══ DATA LINES ══

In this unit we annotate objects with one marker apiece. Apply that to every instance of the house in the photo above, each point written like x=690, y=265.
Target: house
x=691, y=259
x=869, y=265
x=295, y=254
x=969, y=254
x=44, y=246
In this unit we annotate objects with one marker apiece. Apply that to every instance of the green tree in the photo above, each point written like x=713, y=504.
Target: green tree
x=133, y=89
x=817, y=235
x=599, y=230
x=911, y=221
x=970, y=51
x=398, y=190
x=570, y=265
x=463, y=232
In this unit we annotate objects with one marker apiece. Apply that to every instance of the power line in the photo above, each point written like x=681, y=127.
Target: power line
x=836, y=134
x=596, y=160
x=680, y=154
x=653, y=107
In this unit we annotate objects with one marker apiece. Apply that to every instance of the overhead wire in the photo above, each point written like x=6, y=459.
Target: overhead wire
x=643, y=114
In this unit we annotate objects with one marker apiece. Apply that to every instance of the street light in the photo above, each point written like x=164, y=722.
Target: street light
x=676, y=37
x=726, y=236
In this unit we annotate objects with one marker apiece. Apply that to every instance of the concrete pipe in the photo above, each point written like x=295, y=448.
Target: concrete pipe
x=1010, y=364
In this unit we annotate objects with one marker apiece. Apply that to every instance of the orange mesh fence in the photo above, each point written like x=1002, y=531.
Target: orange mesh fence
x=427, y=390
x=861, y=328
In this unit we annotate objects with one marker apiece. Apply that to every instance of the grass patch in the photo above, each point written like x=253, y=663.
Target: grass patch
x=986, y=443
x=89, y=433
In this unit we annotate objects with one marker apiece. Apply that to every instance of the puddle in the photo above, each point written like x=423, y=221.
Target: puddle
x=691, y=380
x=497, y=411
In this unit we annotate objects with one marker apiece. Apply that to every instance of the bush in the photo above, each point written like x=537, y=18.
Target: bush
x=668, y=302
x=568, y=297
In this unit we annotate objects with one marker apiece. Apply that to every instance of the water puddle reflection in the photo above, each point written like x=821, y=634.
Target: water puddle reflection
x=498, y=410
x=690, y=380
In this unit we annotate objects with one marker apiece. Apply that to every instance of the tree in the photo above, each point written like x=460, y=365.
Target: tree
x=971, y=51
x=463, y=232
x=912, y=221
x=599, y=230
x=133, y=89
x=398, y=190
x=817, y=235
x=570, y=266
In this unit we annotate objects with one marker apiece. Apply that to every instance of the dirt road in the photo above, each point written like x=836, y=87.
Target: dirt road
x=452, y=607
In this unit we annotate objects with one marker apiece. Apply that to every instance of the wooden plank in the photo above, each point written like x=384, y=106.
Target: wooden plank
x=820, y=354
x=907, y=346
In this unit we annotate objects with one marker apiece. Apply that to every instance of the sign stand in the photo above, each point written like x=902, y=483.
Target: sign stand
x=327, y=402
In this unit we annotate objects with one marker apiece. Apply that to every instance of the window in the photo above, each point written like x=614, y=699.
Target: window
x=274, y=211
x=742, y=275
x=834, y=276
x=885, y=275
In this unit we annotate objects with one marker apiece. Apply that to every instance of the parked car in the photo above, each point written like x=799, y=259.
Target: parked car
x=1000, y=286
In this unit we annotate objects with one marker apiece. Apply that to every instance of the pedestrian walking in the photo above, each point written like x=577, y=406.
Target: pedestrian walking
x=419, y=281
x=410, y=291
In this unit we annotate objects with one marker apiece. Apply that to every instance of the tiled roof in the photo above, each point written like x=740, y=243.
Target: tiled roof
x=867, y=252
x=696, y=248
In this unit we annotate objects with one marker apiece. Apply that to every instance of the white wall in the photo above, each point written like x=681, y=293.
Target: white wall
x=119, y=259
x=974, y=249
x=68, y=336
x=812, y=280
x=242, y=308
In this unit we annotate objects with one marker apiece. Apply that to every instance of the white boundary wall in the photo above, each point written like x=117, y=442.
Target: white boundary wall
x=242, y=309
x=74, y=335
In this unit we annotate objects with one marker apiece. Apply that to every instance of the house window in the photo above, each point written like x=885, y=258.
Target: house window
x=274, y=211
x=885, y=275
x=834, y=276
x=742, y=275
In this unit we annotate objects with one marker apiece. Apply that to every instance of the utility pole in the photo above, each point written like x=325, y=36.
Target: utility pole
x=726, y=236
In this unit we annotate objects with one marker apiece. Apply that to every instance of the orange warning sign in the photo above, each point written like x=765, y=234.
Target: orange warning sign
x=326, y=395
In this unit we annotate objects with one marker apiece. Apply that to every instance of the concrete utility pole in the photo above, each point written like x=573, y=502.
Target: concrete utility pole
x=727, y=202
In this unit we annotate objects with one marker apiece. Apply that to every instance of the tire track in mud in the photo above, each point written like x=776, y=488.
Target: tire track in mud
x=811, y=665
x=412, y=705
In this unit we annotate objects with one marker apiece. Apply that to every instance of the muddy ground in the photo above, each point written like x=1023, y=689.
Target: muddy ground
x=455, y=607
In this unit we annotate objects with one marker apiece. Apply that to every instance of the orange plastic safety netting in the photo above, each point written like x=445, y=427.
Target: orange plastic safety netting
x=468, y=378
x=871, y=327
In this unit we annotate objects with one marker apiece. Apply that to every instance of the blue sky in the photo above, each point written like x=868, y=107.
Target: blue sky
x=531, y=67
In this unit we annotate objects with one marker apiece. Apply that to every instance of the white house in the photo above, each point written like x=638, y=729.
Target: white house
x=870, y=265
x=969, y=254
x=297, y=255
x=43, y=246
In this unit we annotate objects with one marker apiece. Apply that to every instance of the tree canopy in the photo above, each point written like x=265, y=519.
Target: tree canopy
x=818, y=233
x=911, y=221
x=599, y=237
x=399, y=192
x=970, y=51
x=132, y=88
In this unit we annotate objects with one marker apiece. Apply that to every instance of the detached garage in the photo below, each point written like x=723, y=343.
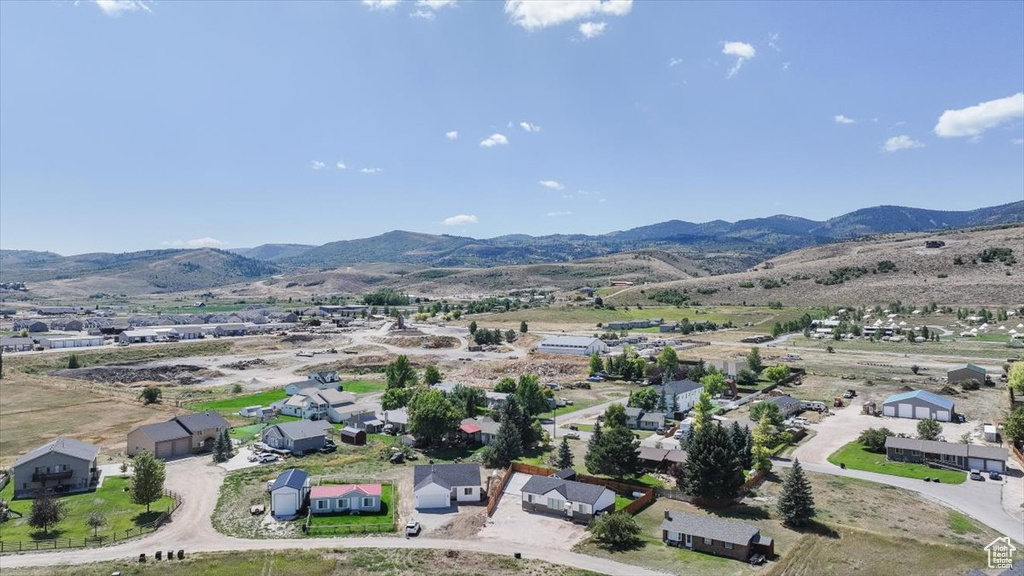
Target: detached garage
x=919, y=405
x=288, y=493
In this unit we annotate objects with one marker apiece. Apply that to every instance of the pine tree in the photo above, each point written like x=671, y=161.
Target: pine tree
x=595, y=450
x=796, y=503
x=713, y=469
x=564, y=459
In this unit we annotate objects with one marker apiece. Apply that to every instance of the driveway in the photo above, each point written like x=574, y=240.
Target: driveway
x=511, y=525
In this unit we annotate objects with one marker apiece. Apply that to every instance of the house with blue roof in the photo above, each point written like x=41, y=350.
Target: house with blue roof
x=919, y=405
x=289, y=493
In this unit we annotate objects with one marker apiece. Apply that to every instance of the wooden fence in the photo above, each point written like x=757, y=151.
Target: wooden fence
x=101, y=540
x=620, y=487
x=495, y=493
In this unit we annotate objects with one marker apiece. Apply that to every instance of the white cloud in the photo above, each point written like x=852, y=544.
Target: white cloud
x=195, y=243
x=380, y=4
x=117, y=7
x=901, y=142
x=592, y=29
x=460, y=219
x=974, y=120
x=495, y=139
x=534, y=14
x=741, y=50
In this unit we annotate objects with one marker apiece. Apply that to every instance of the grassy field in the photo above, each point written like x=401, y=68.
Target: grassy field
x=351, y=562
x=233, y=404
x=111, y=499
x=855, y=456
x=321, y=525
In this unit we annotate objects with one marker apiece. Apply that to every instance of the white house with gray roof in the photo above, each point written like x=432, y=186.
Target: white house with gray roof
x=437, y=486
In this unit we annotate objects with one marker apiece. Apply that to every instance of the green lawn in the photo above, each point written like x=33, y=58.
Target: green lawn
x=363, y=386
x=855, y=456
x=111, y=500
x=326, y=524
x=232, y=404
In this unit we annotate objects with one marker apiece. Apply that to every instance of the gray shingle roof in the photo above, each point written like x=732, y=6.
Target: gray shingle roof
x=302, y=429
x=67, y=446
x=202, y=420
x=710, y=527
x=292, y=478
x=572, y=491
x=165, y=430
x=446, y=475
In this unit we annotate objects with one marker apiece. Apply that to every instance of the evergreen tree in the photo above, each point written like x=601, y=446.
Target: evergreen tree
x=595, y=450
x=796, y=503
x=147, y=480
x=564, y=459
x=713, y=470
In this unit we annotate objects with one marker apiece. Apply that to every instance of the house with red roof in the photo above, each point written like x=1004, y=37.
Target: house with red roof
x=334, y=498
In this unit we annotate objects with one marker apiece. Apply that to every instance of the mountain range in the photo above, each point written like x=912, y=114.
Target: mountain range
x=740, y=244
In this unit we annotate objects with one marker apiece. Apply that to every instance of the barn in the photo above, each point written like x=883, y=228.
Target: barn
x=919, y=405
x=288, y=493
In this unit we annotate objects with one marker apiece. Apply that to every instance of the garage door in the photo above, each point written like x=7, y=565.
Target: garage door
x=164, y=449
x=284, y=504
x=432, y=500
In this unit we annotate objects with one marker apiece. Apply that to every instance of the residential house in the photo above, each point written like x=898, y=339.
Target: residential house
x=576, y=345
x=712, y=535
x=437, y=486
x=289, y=492
x=335, y=498
x=480, y=430
x=299, y=437
x=964, y=456
x=966, y=373
x=64, y=464
x=920, y=405
x=15, y=343
x=682, y=395
x=561, y=495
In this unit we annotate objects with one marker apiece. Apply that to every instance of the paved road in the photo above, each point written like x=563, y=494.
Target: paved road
x=190, y=530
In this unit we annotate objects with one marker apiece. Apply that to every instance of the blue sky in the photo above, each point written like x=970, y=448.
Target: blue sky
x=135, y=125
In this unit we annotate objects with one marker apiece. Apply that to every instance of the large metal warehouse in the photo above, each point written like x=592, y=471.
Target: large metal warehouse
x=919, y=405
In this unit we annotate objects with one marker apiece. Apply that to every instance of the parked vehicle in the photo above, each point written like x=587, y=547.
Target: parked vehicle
x=413, y=528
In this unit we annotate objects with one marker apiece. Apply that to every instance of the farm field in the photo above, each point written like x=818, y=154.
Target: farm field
x=855, y=456
x=111, y=499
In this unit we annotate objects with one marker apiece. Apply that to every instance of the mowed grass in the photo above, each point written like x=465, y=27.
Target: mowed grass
x=859, y=552
x=855, y=456
x=352, y=562
x=233, y=404
x=111, y=500
x=322, y=525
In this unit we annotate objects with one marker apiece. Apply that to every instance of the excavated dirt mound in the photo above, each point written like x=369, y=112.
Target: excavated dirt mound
x=179, y=374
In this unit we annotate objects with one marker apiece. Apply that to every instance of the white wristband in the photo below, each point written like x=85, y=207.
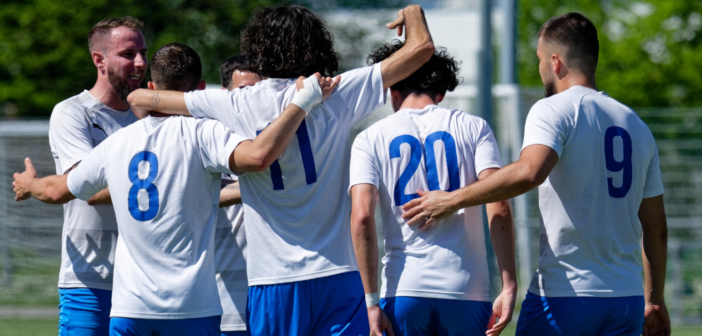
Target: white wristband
x=372, y=299
x=309, y=96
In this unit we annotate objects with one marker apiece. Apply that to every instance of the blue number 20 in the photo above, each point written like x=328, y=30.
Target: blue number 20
x=146, y=184
x=617, y=166
x=303, y=140
x=415, y=157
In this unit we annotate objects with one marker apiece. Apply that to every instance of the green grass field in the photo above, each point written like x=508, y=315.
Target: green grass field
x=48, y=327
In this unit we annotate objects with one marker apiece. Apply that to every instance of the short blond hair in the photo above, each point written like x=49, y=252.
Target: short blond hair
x=103, y=29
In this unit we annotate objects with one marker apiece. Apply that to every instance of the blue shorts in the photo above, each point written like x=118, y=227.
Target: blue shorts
x=204, y=326
x=425, y=316
x=234, y=333
x=575, y=316
x=84, y=311
x=333, y=305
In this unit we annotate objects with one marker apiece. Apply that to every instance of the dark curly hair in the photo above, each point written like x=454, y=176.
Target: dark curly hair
x=289, y=41
x=238, y=62
x=437, y=76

═══

REQUIREMENTS: Copy out only the lines starting with the one that contains "like x=898, y=339." and going on through the one that contains "x=561, y=495". Switch "residential house" to "detached house" throughout those lines and leave everything else unchanged.

ANSWER:
In this unit we annotate objects with one marker apiece. Apply that to every instance of the detached house in the photo above, each point written like x=898, y=339.
Target: detached house
x=576, y=345
x=712, y=535
x=437, y=486
x=289, y=492
x=335, y=498
x=480, y=430
x=299, y=437
x=964, y=456
x=966, y=373
x=64, y=464
x=920, y=405
x=15, y=343
x=682, y=395
x=561, y=495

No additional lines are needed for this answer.